**Excerpted text**
======

A big help is if the legends are sorted by the same order as the endpoint heights of the lines on the plot (or start, or mean).

Your lines are better for me where the lines are well separated. When they cross it's just a jumble of colour though. And of course reading them by RGB value is now much harder.

Kevin C

2. Kevin,
THanks for the comment. I guess a better legend would help. I'm afraid the legends here were messed up for reasons that I don't understand. I would like to show a longer segment of line, but I can't see how to make R do that.

For me it also gets to be a jumble of colors at times - but that's when other schemes get messy too. I used random colors - I imagine for red-green it would be better to make sure there was at least one strong blue and one other in each line.

3. The sample below should help solve the "longer segment" difficulty: seg.len is in character width units.

I've modified your example to use solid lines and various colour palettes in R: cm.colors, rainbow, terrain.colors, topo.colors and heat.colors, as well as creating my own palette using the colours used for GISS Global Maps. I find the rainbow palette quite good for distinguishing lines.

You may also find something of interest in two R packages:

dichromat, described as "Collapse red-green distinctions to simulate the effects of colour-blindness", providing "17 color schemes suitable for people with deficient or anomalous red-green vision"

RColorBrewer, described as "The package provides palettes for drawing nice maps shaded according to a variable", with brewer.pal which "makes the color palettes from ColorBrewer available as R palettes". The selection tools at http://colorbrewer.org provide options such as "colorblind safe", "print friendly" and "photocopy-able", and might be worth exploring.

# Select a palette from the selection below (myPal)
#
myPal<-cm.colors(N); paletteTitle<-"cm.colors(N)"
myPal<-rainbow(N); paletteTitle<-"rainbow(N)"
myPal<-terrain.colors(N); paletteTitle<-"terrain.colors(N)"
myPal<-topo.colors(N); paletteTitle<-"topo.colors(N)"
myPal<-heat.colors(N); paletteTitle<-"heat.colors(N)"

myCols<- c(rgb(0.498039,0,1),rgb(0.247059,0.580392,0.988235),
rgb(0.470588,0.796078,0.996078),rgb(0.6,0.929412,0.996078),
rgb(0.85098,0.996078,0.85098),
#rgb(0.996078,0.996078,1), # remove to avoid "white" lines
rgb(1,1,0.298039),rgb(1,0.8,0),rgb(1,0.494118,0),rgb(1,0,0),rgb(0.494118,0,0),
"grey") # grey added for NA areas, when replaced by big value
getPalette<- function (myCols) {
p<-palette(myCols)
p
}
myPal<-getPalette(myCols); paletteTitle<-"\"GISS Global Maps\""
#
# then use this palette
#
plot(range(x),range(w[1:N+1,],na.rm=T),type="n",xlab="Year",ylab="TSI")
for(i in 1:N) lines(x, w[i+1,], col=myPal[i], lwd=lw)
temp<-legend("bottomright", title=paletteTitle,
legend = c(" ", " ", " ", " ", " ", " ", " ", " ", " ", " "),
text.width = strwidth("DIARAD "), lwd = lw, col=myPal, lty = 1, xjust = 0,
yjust = 1, seg.len = 6)
text(temp$text$x, temp$text$y, names, pos=4)

======

**Stored records**
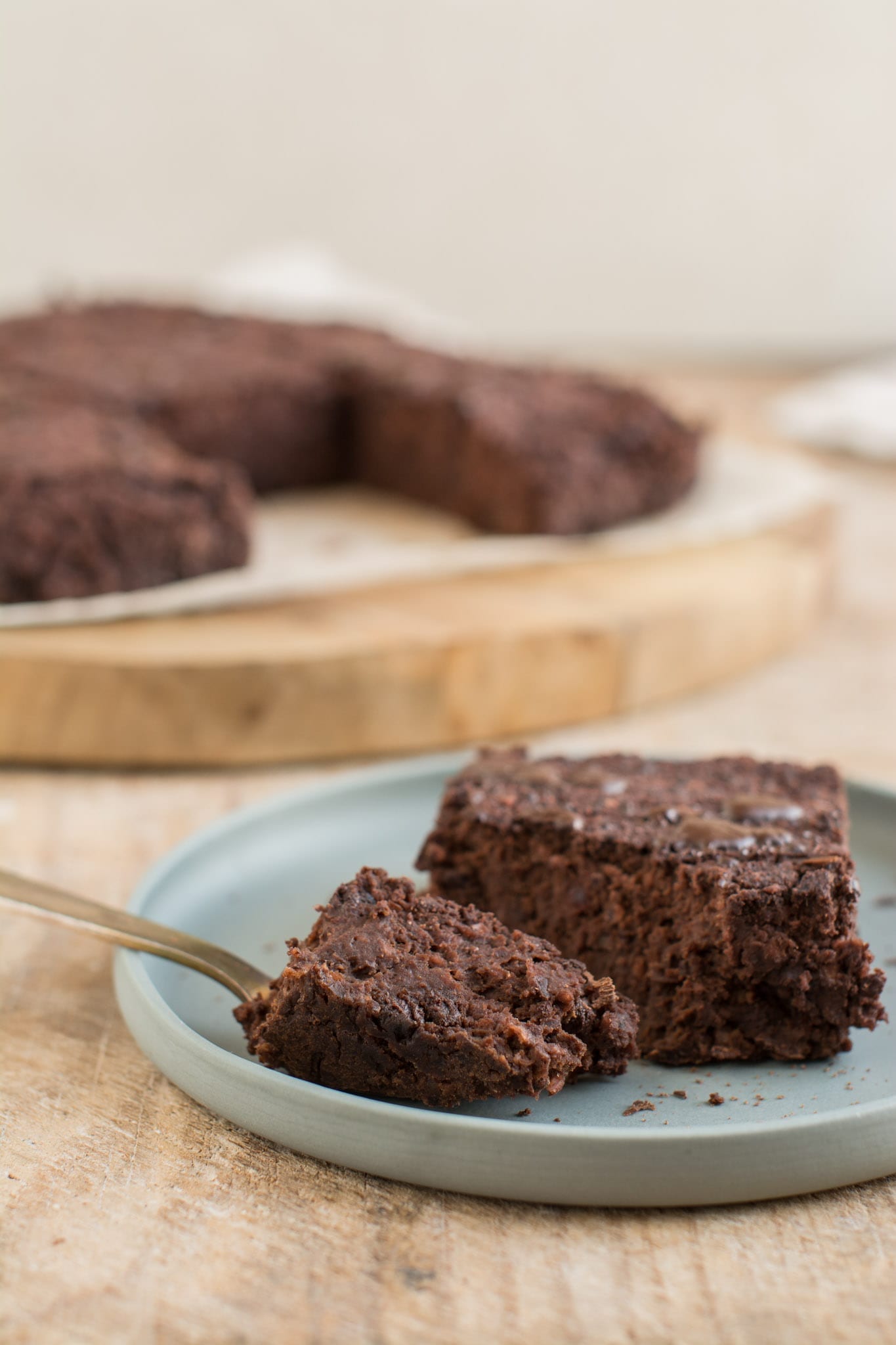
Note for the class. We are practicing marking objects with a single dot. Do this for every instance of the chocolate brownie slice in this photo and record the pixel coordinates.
(93, 500)
(719, 894)
(267, 395)
(521, 450)
(409, 996)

======

**Task 1**
Rewrite the paragraph of the excerpt that begins "I've modified your example" as a short bulleted list that keeps its main facts.
**Task 2**
Copy out the excerpt starting at the words "RColorBrewer, described as" and ending after "selection below (myPal)", swapping "nice" for "attractive".

**Correct output 1**
- The example was changed to use solid lines.
- It was tried with R's built-in palettes: cm.colors, rainbow, terrain.colors, topo.colors and heat.colors.
- A custom palette was also made from the colors used for GISS Global Maps.
- The rainbow palette works quite well for telling lines apart.

**Correct output 2**
RColorBrewer, described as "The package provides palettes for drawing attractive maps shaded according to a variable", with brewer.pal which "makes the color palettes from ColorBrewer available as R palettes". The selection tools at http://colorbrewer.org provide options such as "colorblind safe", "print friendly" and "photocopy-able", and might be worth exploring.

# Select a palette from the selection below (myPal)